(Natural-language object grounding data)
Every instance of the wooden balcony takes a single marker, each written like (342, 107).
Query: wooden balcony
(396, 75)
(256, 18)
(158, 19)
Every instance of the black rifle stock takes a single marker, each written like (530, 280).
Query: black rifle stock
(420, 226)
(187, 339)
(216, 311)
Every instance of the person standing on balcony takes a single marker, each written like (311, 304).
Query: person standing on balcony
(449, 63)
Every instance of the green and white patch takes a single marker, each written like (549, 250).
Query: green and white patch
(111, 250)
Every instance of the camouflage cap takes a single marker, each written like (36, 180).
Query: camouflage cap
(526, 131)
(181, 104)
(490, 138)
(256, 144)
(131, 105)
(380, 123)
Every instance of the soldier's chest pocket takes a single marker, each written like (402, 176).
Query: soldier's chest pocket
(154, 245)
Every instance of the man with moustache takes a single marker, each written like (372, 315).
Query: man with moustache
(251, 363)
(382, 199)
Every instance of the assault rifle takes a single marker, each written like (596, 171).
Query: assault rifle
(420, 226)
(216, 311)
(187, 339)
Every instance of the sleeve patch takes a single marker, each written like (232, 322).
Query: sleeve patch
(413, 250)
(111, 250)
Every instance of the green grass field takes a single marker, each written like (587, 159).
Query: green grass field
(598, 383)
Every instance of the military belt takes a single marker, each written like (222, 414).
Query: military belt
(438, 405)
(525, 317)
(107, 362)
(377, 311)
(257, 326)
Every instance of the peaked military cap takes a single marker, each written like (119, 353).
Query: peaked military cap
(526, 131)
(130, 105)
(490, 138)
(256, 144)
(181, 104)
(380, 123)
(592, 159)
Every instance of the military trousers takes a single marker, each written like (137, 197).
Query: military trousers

#### [Task to complete]
Through the last line of the entries above, beginning at the line containing "Query: peaked military cap", transcribe each line exactly, both ends included and nothing more.

#### [Answer space]
Query: peaked military cap
(526, 131)
(130, 105)
(490, 138)
(256, 144)
(181, 104)
(380, 123)
(592, 159)
Every instance of the military trousers takes a single marker, each written like (137, 197).
Query: military trousers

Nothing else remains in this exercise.